+++ Extracted entries +++
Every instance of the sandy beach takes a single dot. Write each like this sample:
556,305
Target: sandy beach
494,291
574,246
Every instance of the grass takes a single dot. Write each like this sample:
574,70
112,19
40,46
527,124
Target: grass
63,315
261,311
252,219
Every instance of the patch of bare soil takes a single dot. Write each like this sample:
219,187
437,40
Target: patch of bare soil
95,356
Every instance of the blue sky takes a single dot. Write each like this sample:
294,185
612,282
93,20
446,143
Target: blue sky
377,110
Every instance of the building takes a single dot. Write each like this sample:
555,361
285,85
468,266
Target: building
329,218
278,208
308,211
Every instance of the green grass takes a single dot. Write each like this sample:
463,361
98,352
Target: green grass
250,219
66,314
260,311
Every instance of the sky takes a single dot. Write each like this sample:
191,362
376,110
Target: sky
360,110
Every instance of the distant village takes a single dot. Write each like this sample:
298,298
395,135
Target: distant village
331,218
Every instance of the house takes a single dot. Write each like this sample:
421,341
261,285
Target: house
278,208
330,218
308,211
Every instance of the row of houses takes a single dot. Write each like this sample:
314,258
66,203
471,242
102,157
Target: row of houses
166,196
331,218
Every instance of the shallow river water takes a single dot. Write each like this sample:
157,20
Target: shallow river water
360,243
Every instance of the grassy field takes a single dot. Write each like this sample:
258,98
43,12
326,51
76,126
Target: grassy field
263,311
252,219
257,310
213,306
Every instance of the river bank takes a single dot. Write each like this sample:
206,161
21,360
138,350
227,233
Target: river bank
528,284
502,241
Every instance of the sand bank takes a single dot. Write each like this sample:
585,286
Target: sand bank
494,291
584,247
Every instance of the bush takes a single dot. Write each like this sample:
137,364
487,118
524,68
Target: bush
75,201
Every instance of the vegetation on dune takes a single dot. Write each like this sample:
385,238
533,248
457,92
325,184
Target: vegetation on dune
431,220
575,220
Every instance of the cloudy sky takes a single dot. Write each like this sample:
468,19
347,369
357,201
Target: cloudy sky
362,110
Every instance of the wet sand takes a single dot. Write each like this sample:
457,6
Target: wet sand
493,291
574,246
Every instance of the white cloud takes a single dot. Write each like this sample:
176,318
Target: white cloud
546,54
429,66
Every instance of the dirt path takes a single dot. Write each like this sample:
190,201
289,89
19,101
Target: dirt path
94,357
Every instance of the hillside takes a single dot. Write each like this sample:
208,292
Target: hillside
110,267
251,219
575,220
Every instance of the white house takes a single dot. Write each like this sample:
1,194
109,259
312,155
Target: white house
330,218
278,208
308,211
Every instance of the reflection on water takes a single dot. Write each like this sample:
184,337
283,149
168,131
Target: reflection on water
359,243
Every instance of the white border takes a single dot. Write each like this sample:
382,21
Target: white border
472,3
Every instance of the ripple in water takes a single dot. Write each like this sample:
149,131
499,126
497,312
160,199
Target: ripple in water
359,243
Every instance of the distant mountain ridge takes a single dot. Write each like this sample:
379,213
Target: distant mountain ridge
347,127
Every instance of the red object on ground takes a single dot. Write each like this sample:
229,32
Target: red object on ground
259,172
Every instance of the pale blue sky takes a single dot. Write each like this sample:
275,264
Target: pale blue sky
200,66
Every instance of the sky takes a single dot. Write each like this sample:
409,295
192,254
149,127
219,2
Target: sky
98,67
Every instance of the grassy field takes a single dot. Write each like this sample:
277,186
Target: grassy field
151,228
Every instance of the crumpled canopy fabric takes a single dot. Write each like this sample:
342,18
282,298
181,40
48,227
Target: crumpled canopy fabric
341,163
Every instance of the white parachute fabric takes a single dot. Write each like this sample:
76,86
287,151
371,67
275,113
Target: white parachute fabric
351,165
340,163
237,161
+++
Set task:
Reproduce the records above exactly as they appear.

Result of this exercise:
Every instance of the sandy beach takes a single dot. Write each like this sample:
556,305
Target: sandy beach
494,291
574,246
Every instance of the grass takes a single dot. Write each like this sample:
574,70
112,19
40,46
527,124
Target: grass
63,315
261,311
252,219
Every instance of the patch of bare soil takes a single dot. Write each like this sample:
219,187
437,40
Target: patch of bare soil
95,356
Every instance of the blue sky takes a single dot. Write each like this sample:
294,185
612,282
93,20
446,143
Target: blue sky
377,110
Every instance of the building takes a single dot. Write each like this sample:
555,361
285,85
468,266
Target: building
329,218
278,208
308,211
Every instance of the green grass takes a single dot. Write each like this sample:
463,361
98,352
Target: green grass
250,219
66,314
260,311
Every instance of the sky takes a single dot. Write each like this sample:
191,362
376,110
Target: sky
360,110
Every instance of the distant village takes a single dot. Write each like this sample:
298,298
395,135
Target: distant village
331,218
Every instance of the house takes a single dot. Write each like this sample:
421,341
261,285
Target: house
278,208
330,218
308,211
Every instance of the row of houses takes a single dot. Write each like this sample:
314,258
66,203
471,242
102,157
Target: row of houses
166,196
331,218
Every instance of the shallow river water takes a single dot. Write each like this sample:
157,20
Target: shallow river water
360,243
Every instance of the grassy field takes a single dot. Write each like this sample:
258,98
43,12
326,51
76,126
Target: grassy field
263,311
252,219
257,310
213,306
Every instance of the river bank takes a single dot. Write each like this sample:
206,161
21,360
138,350
227,233
Target: river bank
528,284
502,241
Every instance of the sand bank takes a single dot. Write each like this sample:
585,286
Target: sand bank
494,291
584,247
Every instance of the bush takes a single dot. Write each like this sample:
137,364
487,118
524,68
Target: bush
75,201
Every instance of the vegetation on dune takes a single dot. Write each like this sample:
385,238
533,248
457,92
325,184
Target: vegetation on dune
431,220
575,220
Every instance of the cloudy sky takes a single dot. Write each like this sample:
468,19
347,369
357,201
Target: cloudy sky
362,110
Every instance of the wet sand takes a single dot. Write each like this sample:
457,6
Target: wet sand
493,291
574,246
Every instance of the white cloud takes a single dot. Write each like this sample:
176,318
Target: white cloud
546,54
429,66
Every instance of the dirt path takes a single dot. Write each like this sample:
190,201
289,89
19,101
Target: dirt path
94,357
Every instance of the hillside takes a single dot. Write each like this sample:
208,292
Target: hillside
110,267
251,219
575,220
Every instance of the white house takes a single dot. Write each like this sample:
1,194
109,259
312,155
Target: white house
330,218
278,208
308,211
Every instance of the reflection on water takes a single dot. Write each like this sample:
184,337
283,149
168,131
Target: reflection on water
359,243
Every instance of the white border takes a single dot. Write each like this sample:
382,21
Target: white border
472,3
Every instance of the ripple in water takes a single dot. Write each like this sample:
149,131
499,126
497,312
160,199
Target: ripple in water
359,243
Every instance of the distant mountain ridge takes a single dot. Write each like this sample:
379,213
Target: distant mountain ridge
347,127
Every instance of the red object on ground takes a single dot. Write each like this sample:
229,32
Target: red object on ground
259,172
Every instance of the pale blue sky takes a single dot. Write each like this sample:
275,264
Target: pale blue sky
200,66
Every instance of the sky takes a single dot. Write each like this sample:
409,295
192,254
149,127
219,2
Target: sky
98,67
Every instance of the grassy field takes a single dot. Write each like this sample:
277,186
Target: grassy field
151,228
Every instance of the crumpled canopy fabric takes a single dot. Write each like this sample:
342,18
282,298
181,40
48,227
Target: crumpled canopy fabric
341,163
Every instance of the white parachute fabric takes a single dot. Write each like this sample:
76,86
287,151
371,67
275,113
Target: white parachute fabric
351,165
340,163
237,161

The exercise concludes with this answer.